PROMPT → Could you give the data below again, exactly and completely?

MATERIAL FOR THE TASK →

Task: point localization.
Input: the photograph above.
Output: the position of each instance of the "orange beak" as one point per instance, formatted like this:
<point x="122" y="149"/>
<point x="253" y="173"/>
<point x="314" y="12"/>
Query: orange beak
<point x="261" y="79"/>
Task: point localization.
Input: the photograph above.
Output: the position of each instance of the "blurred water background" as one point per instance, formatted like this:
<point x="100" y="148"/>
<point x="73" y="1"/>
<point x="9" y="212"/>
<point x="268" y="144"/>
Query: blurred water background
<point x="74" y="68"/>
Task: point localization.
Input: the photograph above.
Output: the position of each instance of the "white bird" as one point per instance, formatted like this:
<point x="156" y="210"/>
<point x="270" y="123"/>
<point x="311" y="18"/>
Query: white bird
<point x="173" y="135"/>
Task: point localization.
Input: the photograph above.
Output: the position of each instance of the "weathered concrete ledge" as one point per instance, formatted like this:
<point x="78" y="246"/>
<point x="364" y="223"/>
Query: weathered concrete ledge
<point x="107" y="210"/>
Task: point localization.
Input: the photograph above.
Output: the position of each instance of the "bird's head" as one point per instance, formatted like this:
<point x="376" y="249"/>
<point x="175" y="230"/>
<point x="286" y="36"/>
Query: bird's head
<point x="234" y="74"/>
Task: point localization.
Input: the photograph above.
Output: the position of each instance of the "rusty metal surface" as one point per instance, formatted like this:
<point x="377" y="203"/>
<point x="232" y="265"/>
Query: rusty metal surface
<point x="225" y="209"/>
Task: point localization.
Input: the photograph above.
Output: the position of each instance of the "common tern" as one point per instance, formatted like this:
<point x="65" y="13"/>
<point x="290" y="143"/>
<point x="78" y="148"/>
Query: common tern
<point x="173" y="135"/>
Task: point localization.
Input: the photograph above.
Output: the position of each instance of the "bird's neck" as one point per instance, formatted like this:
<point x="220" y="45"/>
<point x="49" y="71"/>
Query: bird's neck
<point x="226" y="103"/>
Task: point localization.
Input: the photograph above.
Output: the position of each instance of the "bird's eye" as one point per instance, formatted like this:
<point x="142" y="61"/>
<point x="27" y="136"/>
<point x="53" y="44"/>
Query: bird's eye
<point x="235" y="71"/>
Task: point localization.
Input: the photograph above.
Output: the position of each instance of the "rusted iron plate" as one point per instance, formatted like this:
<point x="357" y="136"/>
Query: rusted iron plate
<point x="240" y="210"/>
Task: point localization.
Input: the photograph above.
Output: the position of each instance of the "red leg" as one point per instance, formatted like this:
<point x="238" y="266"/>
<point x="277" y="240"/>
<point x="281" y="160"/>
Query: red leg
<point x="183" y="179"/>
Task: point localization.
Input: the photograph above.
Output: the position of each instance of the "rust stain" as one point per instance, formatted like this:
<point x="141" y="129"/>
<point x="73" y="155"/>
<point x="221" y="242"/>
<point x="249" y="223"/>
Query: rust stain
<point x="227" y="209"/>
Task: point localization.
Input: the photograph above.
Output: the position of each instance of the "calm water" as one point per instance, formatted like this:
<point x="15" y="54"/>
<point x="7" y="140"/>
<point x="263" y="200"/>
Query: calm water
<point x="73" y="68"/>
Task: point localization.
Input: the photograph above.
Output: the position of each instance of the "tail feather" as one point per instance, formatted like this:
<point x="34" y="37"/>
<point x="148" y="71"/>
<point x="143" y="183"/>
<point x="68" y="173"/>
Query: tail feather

WRITTEN ANSWER →
Task: point localization.
Input: the photograph above.
Output: the position of each instance of the "orange beak" as one point per instance, formatted like this:
<point x="122" y="149"/>
<point x="253" y="173"/>
<point x="314" y="12"/>
Query: orange beak
<point x="261" y="79"/>
Task: point localization.
Input: the photograph above.
Output: the position of each instance of the "blurred water background" as one point per instance, formatted like this:
<point x="100" y="148"/>
<point x="73" y="1"/>
<point x="9" y="212"/>
<point x="268" y="144"/>
Query: blurred water background
<point x="74" y="68"/>
Task: point localization.
Input: the photograph above.
Output: the position of each instance of the "white bird" as one point per instance, formatted like this:
<point x="156" y="210"/>
<point x="270" y="123"/>
<point x="311" y="18"/>
Query: white bird
<point x="173" y="135"/>
Task: point localization.
Input: the photograph above.
Output: the position of each instance of the "weathered concrete ledge" as one point per instance, formatted like this:
<point x="78" y="246"/>
<point x="364" y="223"/>
Query: weathered concrete ledge
<point x="107" y="210"/>
Task: point localization.
Input: the photograph above.
Output: the position of each instance of the "bird's head" as one point per instance, formatted like this:
<point x="376" y="249"/>
<point x="175" y="230"/>
<point x="286" y="36"/>
Query: bird's head
<point x="234" y="74"/>
Task: point localization.
Input: the photograph above.
Output: the position of each instance of the "rusty metal surface" as one point per instance, formatted like this:
<point x="377" y="203"/>
<point x="232" y="265"/>
Query: rusty metal surface
<point x="225" y="209"/>
Task: point localization.
Input: the photograph above.
Output: the position of each instance of the "common tern" as one point per instance, formatted like this:
<point x="65" y="13"/>
<point x="290" y="143"/>
<point x="78" y="148"/>
Query: common tern
<point x="173" y="135"/>
Task: point localization.
Input: the photograph above.
Output: the position of each instance of the "bird's neck" as one point per instance, formatted like this:
<point x="220" y="45"/>
<point x="49" y="71"/>
Query: bird's neck
<point x="226" y="103"/>
Task: point localization.
Input: the photograph above.
Output: the position of each instance of the "bird's eye" as one point per instance, formatted like this:
<point x="142" y="61"/>
<point x="27" y="136"/>
<point x="53" y="44"/>
Query: bird's eye
<point x="235" y="71"/>
Task: point localization.
Input: the photograph above.
Output: the position of each instance of the "rusted iron plate" as one point per instance, formatted like this:
<point x="357" y="136"/>
Query: rusted iron plate
<point x="240" y="210"/>
Task: point localization.
Input: the photograph above.
Output: the position of each instance of the "red leg" as one point per instance, formatted like this:
<point x="238" y="266"/>
<point x="277" y="240"/>
<point x="281" y="160"/>
Query: red leg
<point x="183" y="179"/>
Task: point localization.
Input: the photograph above.
Output: the position of each instance of the "rust stain" as one point per instance, formatted like this:
<point x="141" y="129"/>
<point x="73" y="155"/>
<point x="221" y="242"/>
<point x="249" y="223"/>
Query: rust stain
<point x="227" y="209"/>
Task: point localization.
Input: the photograph above.
Output: the position of each instance of the "calm water" as one point per instance, formatted like this:
<point x="15" y="54"/>
<point x="7" y="140"/>
<point x="263" y="200"/>
Query: calm water
<point x="73" y="68"/>
Task: point localization.
Input: the photograph above.
Output: the position of each instance of the "tail feather" as one point per instance, formatted like this:
<point x="34" y="37"/>
<point x="148" y="71"/>
<point x="143" y="183"/>
<point x="68" y="173"/>
Query: tail feather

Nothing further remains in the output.